▶ _EXCERPT TO READ_
_ _ _ _ _

# alfine 11 shifter . . .lemon ??



## T mon T (Aug 7, 2007)

say. i have been playing around with a drop-bar set-up for a alfine 11. i was so happy with my progress, i deceided to pull the trigger. 

BUT, my shifter arrives, and it feels like utter garbage. i was using an old xt 8 spd trigger shifter in my mock-ups, but the alfine feels like sora in comparision, maybe worse, strike that, DEFINITELY worse !!. mind you, this is not yet on the bike, just futzing around with the thing. 

so if ya can, please lemme know of yer experiences:

1. what is your overall impression of the alfine 11 shifter quality ?? compare to a known ??

2. how many gears if this thing supposed to give you in one sweep ?? thus far, it appears only two ??

very very disappointed. there is NO comparing this shifter to my old xt 8 spd. is it maybe just a lemon individual unit ??

thanx


----------



## Pinchphlat (Feb 27, 2009)

I have the Alfine 11 shifter, but not the hub as yet (due in about a week). However my impression of the shifter is not as negative when mucking around with it. The movements seem smooth, and the indexing noticeable. I have a set of 2009 xt 9 speed shifters, and the alfine shifter seems to be no different in its performance.

The alfine 11 shifter has a two sweep maximum indexing, with a two way release (i.e. index or thumb activated).

When I build the hub into my bike in the near future, I may be able to give a better judgement of the shifting.


----------



## xJAHx (Oct 28, 2006)

_ _ _ _ _

▶ _RECORDED INFORMATION_

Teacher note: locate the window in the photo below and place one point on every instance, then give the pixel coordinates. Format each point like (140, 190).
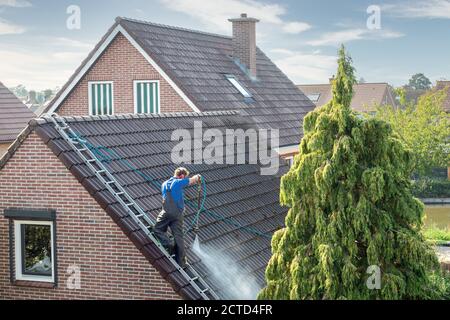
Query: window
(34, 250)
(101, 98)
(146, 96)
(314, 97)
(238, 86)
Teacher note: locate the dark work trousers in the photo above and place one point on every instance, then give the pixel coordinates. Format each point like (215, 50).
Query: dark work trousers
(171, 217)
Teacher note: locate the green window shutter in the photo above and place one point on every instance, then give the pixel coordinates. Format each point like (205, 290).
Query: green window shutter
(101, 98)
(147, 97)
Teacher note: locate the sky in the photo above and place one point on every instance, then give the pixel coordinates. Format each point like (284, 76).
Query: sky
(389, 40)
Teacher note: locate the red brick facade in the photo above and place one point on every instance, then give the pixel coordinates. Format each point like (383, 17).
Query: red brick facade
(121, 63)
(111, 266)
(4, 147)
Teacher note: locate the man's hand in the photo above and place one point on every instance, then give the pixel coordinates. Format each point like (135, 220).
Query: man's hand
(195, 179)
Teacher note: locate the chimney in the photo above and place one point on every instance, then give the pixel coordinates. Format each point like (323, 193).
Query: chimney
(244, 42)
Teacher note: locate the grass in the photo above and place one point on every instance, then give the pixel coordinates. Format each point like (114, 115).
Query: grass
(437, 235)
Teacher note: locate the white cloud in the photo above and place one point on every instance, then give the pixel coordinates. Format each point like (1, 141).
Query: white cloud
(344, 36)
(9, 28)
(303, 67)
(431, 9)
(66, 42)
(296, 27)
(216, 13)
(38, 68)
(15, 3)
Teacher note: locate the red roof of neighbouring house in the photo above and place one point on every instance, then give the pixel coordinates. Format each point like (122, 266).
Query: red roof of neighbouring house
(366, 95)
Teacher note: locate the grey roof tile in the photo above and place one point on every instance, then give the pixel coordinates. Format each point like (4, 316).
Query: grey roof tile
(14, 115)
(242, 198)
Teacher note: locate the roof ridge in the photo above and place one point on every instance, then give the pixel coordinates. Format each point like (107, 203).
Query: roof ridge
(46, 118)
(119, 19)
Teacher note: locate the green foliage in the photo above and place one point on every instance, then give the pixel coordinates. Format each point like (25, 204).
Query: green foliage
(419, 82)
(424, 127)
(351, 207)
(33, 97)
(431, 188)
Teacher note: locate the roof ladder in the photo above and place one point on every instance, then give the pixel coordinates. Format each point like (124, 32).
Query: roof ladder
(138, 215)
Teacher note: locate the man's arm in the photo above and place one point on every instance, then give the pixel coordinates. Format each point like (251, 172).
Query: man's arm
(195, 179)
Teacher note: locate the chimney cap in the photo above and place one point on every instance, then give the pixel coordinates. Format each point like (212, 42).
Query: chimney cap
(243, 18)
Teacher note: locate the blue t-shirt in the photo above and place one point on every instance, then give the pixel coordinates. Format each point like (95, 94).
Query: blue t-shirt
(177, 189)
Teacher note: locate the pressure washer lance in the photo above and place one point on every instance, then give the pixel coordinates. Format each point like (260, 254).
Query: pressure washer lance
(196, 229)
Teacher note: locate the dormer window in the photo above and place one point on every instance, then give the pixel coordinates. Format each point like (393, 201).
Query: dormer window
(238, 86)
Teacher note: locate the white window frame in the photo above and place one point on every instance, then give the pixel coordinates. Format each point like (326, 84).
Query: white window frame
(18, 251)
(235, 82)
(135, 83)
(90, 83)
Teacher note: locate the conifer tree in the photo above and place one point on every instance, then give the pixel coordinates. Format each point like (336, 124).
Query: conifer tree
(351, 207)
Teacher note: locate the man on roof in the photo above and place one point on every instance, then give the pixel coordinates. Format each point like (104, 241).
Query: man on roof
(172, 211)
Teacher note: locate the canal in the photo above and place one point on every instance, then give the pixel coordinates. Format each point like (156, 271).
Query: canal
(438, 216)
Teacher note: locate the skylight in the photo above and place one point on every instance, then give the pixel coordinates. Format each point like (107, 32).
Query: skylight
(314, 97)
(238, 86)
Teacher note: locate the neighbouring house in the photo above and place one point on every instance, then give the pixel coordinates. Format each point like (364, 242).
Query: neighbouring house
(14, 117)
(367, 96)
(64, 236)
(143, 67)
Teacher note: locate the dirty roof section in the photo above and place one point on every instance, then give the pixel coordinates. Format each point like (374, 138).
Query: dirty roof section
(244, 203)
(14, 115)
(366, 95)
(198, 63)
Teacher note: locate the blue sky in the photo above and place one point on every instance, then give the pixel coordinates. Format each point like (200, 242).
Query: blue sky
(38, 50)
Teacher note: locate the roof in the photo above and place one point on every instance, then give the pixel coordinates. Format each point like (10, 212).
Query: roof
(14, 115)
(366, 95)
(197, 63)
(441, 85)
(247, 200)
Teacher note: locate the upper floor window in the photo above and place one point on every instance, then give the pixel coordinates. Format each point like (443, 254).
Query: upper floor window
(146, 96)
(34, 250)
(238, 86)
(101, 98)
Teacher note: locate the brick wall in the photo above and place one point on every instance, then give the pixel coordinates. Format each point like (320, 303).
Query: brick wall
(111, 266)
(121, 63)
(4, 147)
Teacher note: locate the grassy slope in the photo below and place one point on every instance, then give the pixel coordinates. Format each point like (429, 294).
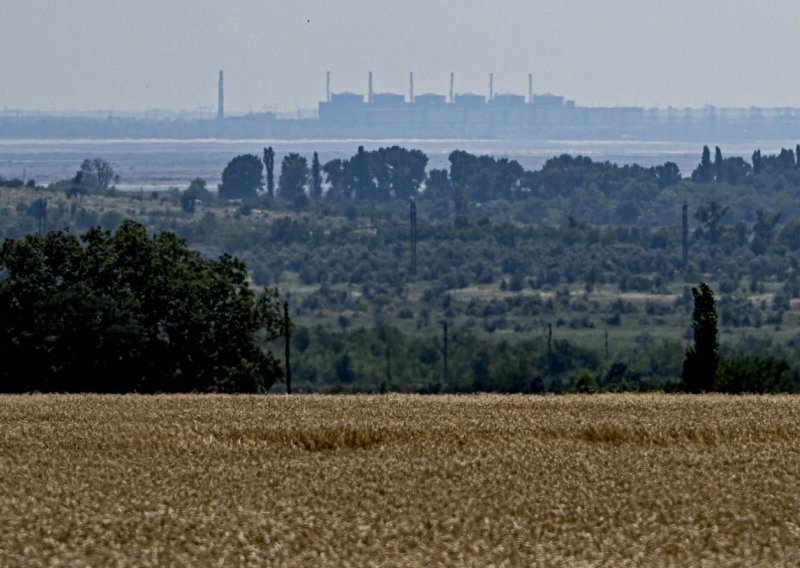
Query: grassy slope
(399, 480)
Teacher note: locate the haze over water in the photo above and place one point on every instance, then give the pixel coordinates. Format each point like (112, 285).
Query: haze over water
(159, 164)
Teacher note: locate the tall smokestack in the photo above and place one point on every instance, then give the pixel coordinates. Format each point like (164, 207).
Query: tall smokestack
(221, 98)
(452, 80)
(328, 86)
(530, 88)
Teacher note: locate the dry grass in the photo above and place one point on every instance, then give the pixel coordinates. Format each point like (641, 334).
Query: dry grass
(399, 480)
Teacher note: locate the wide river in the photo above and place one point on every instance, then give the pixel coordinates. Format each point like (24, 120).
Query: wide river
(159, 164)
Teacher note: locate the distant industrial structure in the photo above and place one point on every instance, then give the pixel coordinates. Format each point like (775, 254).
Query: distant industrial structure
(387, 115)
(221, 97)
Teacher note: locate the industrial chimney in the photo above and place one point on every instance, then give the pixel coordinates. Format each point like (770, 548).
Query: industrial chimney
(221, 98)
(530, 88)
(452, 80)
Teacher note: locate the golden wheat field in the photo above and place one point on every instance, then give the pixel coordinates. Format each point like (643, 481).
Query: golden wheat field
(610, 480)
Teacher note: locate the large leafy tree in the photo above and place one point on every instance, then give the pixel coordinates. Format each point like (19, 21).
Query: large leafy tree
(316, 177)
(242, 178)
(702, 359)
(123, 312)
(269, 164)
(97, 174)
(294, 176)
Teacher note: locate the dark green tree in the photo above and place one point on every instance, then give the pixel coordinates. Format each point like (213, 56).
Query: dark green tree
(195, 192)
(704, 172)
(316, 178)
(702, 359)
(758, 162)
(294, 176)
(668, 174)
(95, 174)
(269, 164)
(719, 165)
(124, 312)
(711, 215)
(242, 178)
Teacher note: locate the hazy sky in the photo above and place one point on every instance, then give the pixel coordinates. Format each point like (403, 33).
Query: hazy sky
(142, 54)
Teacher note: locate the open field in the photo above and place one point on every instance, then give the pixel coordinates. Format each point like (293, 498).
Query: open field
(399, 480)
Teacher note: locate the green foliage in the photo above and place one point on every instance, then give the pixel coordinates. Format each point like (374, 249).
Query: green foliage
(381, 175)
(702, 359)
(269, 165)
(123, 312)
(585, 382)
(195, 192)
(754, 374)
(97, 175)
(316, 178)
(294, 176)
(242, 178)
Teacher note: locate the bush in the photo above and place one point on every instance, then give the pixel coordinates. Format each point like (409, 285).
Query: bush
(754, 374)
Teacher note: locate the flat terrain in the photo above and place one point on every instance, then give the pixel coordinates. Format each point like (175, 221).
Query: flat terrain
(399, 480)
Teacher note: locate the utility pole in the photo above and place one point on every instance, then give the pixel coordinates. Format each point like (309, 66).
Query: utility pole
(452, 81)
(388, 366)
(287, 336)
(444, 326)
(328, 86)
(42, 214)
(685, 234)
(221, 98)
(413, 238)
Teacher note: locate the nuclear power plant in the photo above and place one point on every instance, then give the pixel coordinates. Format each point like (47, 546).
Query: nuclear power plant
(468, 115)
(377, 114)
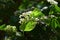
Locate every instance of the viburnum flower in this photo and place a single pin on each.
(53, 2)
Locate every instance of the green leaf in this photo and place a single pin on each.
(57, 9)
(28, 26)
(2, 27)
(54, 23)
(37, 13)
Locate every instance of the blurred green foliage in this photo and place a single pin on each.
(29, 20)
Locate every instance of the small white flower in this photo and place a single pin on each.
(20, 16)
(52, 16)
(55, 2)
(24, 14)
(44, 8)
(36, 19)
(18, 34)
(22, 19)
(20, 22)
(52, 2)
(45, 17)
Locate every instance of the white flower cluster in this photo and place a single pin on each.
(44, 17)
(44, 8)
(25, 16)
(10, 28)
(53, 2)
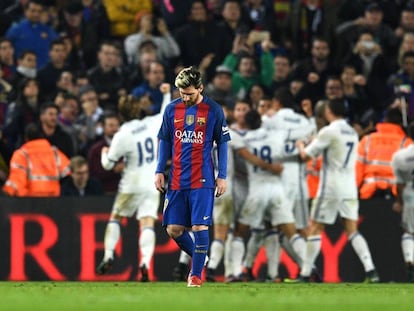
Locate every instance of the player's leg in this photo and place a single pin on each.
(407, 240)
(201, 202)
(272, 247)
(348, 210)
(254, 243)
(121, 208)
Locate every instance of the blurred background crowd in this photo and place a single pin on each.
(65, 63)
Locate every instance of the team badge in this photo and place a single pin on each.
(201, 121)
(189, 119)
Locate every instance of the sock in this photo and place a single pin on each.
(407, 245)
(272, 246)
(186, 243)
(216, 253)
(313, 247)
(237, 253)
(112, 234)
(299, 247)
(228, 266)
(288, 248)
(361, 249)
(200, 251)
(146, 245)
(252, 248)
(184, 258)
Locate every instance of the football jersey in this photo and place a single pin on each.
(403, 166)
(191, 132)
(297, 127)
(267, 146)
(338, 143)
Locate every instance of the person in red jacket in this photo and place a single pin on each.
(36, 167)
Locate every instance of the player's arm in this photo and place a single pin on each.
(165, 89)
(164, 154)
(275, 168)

_ _ _ _ _

▶ _WORK INSTRUCTIONS_
(a) From the entries above, pull out every line that contains the string "pole".
(b) Write what comes next in the Alfine 11 shifter thread, starting after its final line.

▶ _RESPONSES BY TASK_
(a)
Teacher note: locate the utility pole in the photo above and place one point on every instance, then give the pixel coordinates. Format each point like (309, 66).
Query: utility pole

(b)
Of what shifter are you speaking? You mention a drop-bar setup, which would be a 23.8 OD bar vs the standard 22.2 OD bar that the mountain shifter would fit. If you are talking about the Shimano shifter, what drop bar are you using? Have you considered the Versa VRS-11?


----------



## T mon T (Aug 7, 2007)

i am speaking of the alfine 11 trigger shifter. there is only one that i know of available from shimano. 

the versa's will not work for me. i am using the alfine set-up on a SS as a way to increase its versatility. i do not want the sti-lever up there when the bike is in SS mode.

i am working fabricating a mount for the standard shimano shifter, that will allow it to be used on a standard drop bar ( any drop bar ). it will be easy-on-easy-off, and work great, i think. 

my question is related to user's all-around experience with the alfine 11 trigger shifter - the one i received feels very balky, and "clunky", and frankly cheap - as compared to the old 8spd XT trigger i had been using as a mock-up during fabrication.


----------



## presslab (Jan 5, 2007)

My Alfine 11 shifter is fantastic. Shifts are positive and smooth.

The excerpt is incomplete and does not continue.